*TASK TO COMPLETE:* The word "point" marks the lines you need; copy each of them from the data.

*ENTRIES SHOWN:*
+===+

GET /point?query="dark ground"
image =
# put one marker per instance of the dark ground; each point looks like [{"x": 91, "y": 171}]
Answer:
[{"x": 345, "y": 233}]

+===+

*COMPLETED TASK:*
GET /point?query="dark ground"
# put one marker per instance of the dark ground; each point looks like [{"x": 91, "y": 171}]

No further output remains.